*SOURCE EXTRACT*:
** start **

28. CORPORATE GOVERNANCE
Your Company has incorporated the appropriate standards for corporate governance. Pursuant to Regulation 15(2) of SEBI (Listing Obligations and Disclosure Requirements) Regulations, 2015, the Company is filing Corporate Governance Report to stock exchange quarterly. However, as per Regulation 34(3) read with Schedule V of SEBI (Listing Obligations and Disclosure Requirements) Regulations, 2015 company is giving report on corporate governance report in annual report of the company as Annexure - 2 . The requisite certificate from the Auditors of the Company confirming compliance with the conditions of Corporate Governance is attached in the report on Corporate Governance.

** end **

*RECORDS SHOWN*:
** start **

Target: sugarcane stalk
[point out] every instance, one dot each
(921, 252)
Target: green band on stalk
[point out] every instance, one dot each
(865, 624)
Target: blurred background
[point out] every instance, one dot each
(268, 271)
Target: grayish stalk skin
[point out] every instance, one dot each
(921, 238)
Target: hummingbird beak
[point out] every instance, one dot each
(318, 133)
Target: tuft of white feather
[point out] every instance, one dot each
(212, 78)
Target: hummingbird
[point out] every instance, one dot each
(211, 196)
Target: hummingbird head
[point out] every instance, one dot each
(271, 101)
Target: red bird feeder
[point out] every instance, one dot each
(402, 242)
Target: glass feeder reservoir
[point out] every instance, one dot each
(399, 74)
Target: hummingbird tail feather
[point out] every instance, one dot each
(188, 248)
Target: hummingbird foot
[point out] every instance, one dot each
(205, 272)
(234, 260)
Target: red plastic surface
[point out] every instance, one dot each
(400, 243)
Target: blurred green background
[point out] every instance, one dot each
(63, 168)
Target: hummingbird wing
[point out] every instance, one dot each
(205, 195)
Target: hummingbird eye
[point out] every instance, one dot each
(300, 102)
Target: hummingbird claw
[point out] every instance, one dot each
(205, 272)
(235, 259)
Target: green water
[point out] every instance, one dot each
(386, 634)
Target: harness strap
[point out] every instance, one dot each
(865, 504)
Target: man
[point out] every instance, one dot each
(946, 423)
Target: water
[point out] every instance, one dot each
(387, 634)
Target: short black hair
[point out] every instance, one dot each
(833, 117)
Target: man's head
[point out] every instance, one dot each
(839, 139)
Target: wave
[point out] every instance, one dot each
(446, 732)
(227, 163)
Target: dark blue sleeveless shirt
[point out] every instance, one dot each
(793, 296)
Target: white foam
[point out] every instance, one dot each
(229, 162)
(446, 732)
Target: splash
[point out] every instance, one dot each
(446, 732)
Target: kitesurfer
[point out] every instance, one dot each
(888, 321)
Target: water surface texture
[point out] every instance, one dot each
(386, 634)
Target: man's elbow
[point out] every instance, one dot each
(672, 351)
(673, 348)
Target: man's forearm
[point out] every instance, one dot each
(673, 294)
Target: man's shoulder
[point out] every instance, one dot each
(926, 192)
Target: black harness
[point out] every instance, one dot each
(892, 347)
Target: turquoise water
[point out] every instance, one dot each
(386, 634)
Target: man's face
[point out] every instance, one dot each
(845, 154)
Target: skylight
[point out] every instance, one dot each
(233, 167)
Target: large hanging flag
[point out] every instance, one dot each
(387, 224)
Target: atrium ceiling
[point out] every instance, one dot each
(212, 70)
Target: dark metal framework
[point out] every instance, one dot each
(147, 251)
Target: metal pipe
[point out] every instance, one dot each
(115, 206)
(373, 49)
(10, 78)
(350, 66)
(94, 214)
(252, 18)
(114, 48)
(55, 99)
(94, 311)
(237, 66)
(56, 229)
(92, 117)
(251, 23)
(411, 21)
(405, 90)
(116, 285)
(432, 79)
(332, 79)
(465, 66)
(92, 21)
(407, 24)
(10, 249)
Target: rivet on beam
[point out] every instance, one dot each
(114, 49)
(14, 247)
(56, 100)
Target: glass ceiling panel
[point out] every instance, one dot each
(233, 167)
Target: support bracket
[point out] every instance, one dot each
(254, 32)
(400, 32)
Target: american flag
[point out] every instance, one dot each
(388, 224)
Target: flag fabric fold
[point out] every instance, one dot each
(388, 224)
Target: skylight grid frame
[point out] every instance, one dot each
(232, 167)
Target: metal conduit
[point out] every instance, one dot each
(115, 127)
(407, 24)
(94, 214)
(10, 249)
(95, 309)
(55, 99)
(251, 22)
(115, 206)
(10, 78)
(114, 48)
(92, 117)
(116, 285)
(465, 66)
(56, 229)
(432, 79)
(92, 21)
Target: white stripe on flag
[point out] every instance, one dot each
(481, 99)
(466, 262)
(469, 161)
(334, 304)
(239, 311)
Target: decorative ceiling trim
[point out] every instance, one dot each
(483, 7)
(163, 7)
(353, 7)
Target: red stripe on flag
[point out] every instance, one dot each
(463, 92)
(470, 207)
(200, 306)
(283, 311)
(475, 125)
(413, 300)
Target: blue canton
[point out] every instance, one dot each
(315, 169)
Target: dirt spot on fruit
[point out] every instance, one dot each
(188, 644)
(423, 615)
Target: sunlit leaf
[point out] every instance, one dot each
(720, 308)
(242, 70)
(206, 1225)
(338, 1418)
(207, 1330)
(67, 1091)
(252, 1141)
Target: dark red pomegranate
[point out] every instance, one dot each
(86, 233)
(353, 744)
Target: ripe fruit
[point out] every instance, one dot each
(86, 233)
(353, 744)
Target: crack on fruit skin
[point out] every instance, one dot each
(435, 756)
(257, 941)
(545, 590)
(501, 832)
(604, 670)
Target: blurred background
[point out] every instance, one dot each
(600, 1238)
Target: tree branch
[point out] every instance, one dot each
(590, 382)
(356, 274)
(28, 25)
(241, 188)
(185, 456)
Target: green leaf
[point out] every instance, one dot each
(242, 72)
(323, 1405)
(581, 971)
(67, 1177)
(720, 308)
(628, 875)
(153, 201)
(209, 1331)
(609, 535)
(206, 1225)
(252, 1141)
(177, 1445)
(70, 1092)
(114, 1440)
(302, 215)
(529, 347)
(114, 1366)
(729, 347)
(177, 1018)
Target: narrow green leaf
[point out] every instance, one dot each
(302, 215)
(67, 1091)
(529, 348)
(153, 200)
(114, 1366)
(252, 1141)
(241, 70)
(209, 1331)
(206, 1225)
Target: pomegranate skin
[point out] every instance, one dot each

** end **

*REQUEST*:
Reproduce verbatim the passage of the corporate governance extract from "28. CORPORATE GOVERNANCE" to "on Corporate Governance.".

*RIGHT ANSWER*:
28. CORPORATE GOVERNANCE
Your Company has incorporated the appropriate standards for corporate governance. Pursuant to Regulation 15(2) of SEBI (Listing Obligations and Disclosure Requirements) Regulations, 2015, the Company is filing Corporate Governance Report to stock exchange quarterly. However, as per Regulation 34(3) read with Schedule V of SEBI (Listing Obligations and Disclosure Requirements) Regulations, 2015 company is giving report on corporate governance report in annual report of the company as Annexure - 2 . The requisite certificate from the Auditors of the Company confirming compliance with the conditions of Corporate Governance is attached in the report on Corporate Governance.